* EXCERPTED PASSAGE *
┌──

# Detergent for George wet vac



## noshadow (Sep 1, 2013)

What detergent is everyone using with their wet vacs? I've only got the Numatic detergent that came with my George and was wondering what was recommended. The new dog sometimes throws up on cars journeys so I'll be having to clean the boot a little more often!


----------



## deegan1979 (Mar 6, 2012)

Only water through the wetvac mate
Spray and agitate the fabric with apc or upholstery cleaner then extract with the water in wetvac.
That's how I do it anyway


----------



## great gonzo (Nov 4, 2010)

Here you go.

http://www.elitecarcare.co.uk/valet-pro-heavy-duty-carpet-cleaner-1-litre.php?cPath=26_33

Gonz.


----------



## noshadow (Sep 1, 2013)

Thanks guys!


----------



## Techgeek (Jun 7, 2007)

G101 through mine no problems.


----------



## dcj (Apr 17, 2009)

noshadow said:


> What detergent is everyone using with their wet vacs? I've only got the Numatic detergent that came with my George and was wondering what was recommended. The new dog sometimes throws up on cars journeys so I'll be having to clean the boot a little more often!


You may already know this but its often better to agitate with something like G101 to loosen excess dirt and then use the wetvac after with maybe just water or I use Brisk low foam by Autosmart


----------



## Guest (Sep 20, 2015)

Autoglym interior cleaner. 26 years using it and it has never failed.


----------



## RobZ635i (Aug 2, 2012)

I have used the VP APC Interior Cleaner and I have never been convinced (15:1), worse than Meguiar's APC.
The must remains Autoglym Interior Shampoo/Interior Cleaner bed but good to G101. 

Who has already tested Autoglym Interior Cleaner with Wet & Dry Vacuum Cleaner (as Numatic/Vax...)?


----------



## Guest (Sep 20, 2015)

RobZ635i said:


> I have used the VP APC Interior Cleaner and I have never been convinced (15:1), worse than Meguiar's APC.
> The must remains Autoglym Interior Shampoo/Interior Cleaner bed but good to G101.
> 
> Who has already tested Autoglym Interior Cleaner with Wet & Dry Vacuum Cleaner (as Numatic/Vax...)?

└──

* WHAT IS NEEDED *
Reproduce the part of the thread on wet vac detergent that opens with the words containing "Here you go." and closes with "Thanks guys!". The listing that follows has no connection to the thread on wet vac detergent.

* EXTRACTED DATA *
┌──

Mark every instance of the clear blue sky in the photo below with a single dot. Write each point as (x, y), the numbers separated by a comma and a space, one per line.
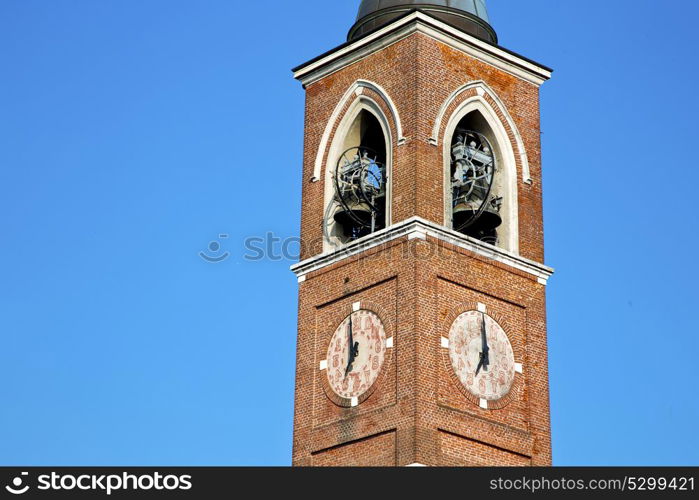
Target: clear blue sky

└──
┌──

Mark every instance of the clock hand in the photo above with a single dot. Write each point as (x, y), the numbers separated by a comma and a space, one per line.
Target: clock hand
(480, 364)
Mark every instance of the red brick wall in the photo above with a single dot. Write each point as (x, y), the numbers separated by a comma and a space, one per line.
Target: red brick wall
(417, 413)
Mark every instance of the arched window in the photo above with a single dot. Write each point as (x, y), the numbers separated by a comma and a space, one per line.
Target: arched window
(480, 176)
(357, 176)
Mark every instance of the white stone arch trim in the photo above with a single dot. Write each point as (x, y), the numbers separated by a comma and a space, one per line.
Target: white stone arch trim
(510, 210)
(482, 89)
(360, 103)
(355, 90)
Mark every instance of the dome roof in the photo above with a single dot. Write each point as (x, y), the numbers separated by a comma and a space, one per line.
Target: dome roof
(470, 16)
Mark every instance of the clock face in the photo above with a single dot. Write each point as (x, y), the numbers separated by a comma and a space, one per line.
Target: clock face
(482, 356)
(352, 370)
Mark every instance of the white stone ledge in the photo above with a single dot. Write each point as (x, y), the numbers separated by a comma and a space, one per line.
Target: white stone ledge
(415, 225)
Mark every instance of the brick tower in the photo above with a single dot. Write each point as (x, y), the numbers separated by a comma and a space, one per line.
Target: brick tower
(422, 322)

└──

* RESPONSE TO THIS EXERCISE *
Here you go.

http://www.elitecarcare.co.uk/valet-pro-heavy-duty-carpet-cleaner-1-litre.php?cPath=26_33

Gonz.


----------



## noshadow (Sep 1, 2013)

Thanks guys!